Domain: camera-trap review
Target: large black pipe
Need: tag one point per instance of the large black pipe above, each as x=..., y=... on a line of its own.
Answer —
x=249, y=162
************
Output the listing above verbatim, line for line.

# Problem solution
Domain: camera-trap review
Target: large black pipe
Need: tag one point per instance of the large black pipe above, each as x=..., y=... on a line of its own.
Answer —
x=249, y=162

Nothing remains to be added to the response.